**EXERCISE DIRECTIONS**. The whole listing is to be set down again without alteration.
++++
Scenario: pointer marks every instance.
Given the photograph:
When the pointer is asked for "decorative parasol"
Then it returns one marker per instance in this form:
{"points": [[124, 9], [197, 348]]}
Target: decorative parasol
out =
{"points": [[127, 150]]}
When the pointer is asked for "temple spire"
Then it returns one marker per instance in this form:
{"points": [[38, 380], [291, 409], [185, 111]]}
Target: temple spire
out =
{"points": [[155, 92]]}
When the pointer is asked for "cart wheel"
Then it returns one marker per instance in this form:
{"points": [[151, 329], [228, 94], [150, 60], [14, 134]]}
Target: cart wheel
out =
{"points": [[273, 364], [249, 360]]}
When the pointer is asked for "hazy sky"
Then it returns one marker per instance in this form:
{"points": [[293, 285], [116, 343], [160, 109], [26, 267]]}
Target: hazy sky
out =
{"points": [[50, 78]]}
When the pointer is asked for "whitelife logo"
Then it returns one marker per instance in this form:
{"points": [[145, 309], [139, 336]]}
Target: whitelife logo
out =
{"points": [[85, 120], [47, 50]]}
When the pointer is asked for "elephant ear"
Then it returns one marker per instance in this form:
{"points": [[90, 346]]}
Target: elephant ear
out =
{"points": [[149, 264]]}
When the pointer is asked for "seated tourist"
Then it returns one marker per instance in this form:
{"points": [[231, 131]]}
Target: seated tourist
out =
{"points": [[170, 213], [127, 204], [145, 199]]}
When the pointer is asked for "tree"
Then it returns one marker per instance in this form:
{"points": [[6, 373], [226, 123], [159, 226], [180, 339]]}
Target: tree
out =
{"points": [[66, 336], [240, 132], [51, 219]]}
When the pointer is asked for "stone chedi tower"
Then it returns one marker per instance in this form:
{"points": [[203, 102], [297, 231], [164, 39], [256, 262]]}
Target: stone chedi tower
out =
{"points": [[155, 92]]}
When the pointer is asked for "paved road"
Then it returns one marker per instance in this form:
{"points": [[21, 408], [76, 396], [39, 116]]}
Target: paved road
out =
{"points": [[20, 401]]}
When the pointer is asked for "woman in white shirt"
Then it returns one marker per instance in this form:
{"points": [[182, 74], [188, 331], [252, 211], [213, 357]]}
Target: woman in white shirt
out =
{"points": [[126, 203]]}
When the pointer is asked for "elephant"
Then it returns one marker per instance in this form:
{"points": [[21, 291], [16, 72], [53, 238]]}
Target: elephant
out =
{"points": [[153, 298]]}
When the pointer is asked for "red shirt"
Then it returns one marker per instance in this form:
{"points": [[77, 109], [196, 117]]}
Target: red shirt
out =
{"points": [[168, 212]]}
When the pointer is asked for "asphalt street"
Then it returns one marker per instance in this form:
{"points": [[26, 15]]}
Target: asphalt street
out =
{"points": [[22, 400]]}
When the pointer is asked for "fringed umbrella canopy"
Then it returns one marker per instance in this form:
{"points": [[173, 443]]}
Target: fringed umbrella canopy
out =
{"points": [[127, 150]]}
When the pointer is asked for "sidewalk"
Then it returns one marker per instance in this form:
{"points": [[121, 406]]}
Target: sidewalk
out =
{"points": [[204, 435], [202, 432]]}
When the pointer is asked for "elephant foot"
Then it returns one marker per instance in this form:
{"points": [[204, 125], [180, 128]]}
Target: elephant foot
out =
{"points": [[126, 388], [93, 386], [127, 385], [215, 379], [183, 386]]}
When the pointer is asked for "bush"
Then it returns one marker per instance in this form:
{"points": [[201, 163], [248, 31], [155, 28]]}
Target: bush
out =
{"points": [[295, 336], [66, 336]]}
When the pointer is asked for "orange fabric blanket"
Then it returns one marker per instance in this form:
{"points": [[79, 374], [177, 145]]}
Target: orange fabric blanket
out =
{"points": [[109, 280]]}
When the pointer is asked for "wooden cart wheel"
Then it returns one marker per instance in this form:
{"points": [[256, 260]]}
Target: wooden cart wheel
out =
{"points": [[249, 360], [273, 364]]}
++++
**TASK RESPONSE**.
Scenario: pointer marks every instance.
Given the photograph:
When the pointer is asked for "decorative parasol"
Then it returns one marker per instance in this form:
{"points": [[124, 9], [197, 348]]}
Target: decorative parasol
out =
{"points": [[127, 150]]}
When the pointer is asked for "temple spire"
Then it returns one marker per instance in this form:
{"points": [[38, 380], [291, 409], [185, 111]]}
Target: temple spire
out =
{"points": [[155, 92]]}
When the pointer is asked for "cart wheel"
Then it returns one marker per instance in this form:
{"points": [[151, 329], [228, 94], [150, 60], [14, 134]]}
Target: cart wheel
out =
{"points": [[273, 364], [249, 360]]}
When the pointer is asked for "hazy sky"
Then it returns one marker per instance in this form:
{"points": [[293, 285], [116, 343], [160, 109], [26, 267]]}
Target: hazy sky
out =
{"points": [[50, 78]]}
When the pointer is asked for "whitelife logo"
Then it returns one marker per instance in this form:
{"points": [[145, 309], [139, 336]]}
Target: whitelife logo
out =
{"points": [[85, 120], [47, 50]]}
When the pointer is asked for "elephant ear"
Then it returns one marker per instance in this form:
{"points": [[90, 346]]}
Target: elephant ear
out =
{"points": [[149, 264]]}
When the pointer is asked for "seated tourist"
Then it returns one marker per instance in this form:
{"points": [[231, 131]]}
Target: seated tourist
out =
{"points": [[170, 213], [127, 204], [145, 199]]}
When the pointer is asked for "tree"
Then it returns one marker per instance in this form:
{"points": [[6, 373], [226, 123], [159, 226], [180, 339]]}
Target: tree
out =
{"points": [[66, 336], [240, 132], [51, 219]]}
When the pointer is asked for "stone chedi tower"
Then it returns one marker per instance in this form:
{"points": [[203, 102], [297, 231], [164, 39], [256, 262]]}
Target: stone chedi tower
out =
{"points": [[155, 92]]}
When the pointer is asked for "paved road"
Then it returns one marker per instance in this form:
{"points": [[21, 408], [76, 396], [39, 116]]}
Target: paved road
out =
{"points": [[20, 401]]}
When the pointer is asked for "woman in white shirt"
Then it returns one marker per instance in this form:
{"points": [[182, 74], [188, 331], [252, 211], [213, 357]]}
Target: woman in white shirt
out =
{"points": [[126, 203]]}
When the pointer is asked for "elephant"
Then it returns one marker per instance in this form:
{"points": [[21, 291], [16, 72], [53, 238]]}
Target: elephant
out =
{"points": [[153, 298]]}
When the pointer is asked for "red shirt"
Then it returns one marker per instance in this form:
{"points": [[77, 109], [196, 117]]}
Target: red shirt
out =
{"points": [[168, 212]]}
When the pointer is asked for "asphalt street"
Then it returns one marker per instance in this form:
{"points": [[26, 15]]}
Target: asphalt street
out =
{"points": [[22, 400]]}
When the pointer is asked for "fringed umbrella canopy"
Then it returns one marker per instance in this form:
{"points": [[173, 443]]}
Target: fringed umbrella canopy
out =
{"points": [[127, 150]]}
When the pointer is asked for "sidewalk"
Then it returns one marker per instance in this form:
{"points": [[121, 406]]}
Target: sidewalk
out =
{"points": [[204, 435], [202, 432]]}
When the pointer is asked for "elephant foot"
Then it returns one marker per instance in this form:
{"points": [[204, 125], [180, 128]]}
Target: elephant foot
out =
{"points": [[126, 388], [93, 386], [127, 385], [215, 379], [183, 386]]}
When the pointer is asked for "bush"
Then it returns one marker per instance in this form:
{"points": [[201, 163], [248, 31], [155, 28]]}
Target: bush
out =
{"points": [[295, 336], [66, 336]]}
When the pointer is asked for "orange fabric blanket"
Then it returns one marker per instance in this form:
{"points": [[79, 374], [177, 145]]}
Target: orange fabric blanket
out =
{"points": [[109, 280]]}
When the pointer is asked for "wooden cart wheel"
Then it returns one marker per instance in this form:
{"points": [[256, 260]]}
Target: wooden cart wheel
out =
{"points": [[249, 360], [273, 364]]}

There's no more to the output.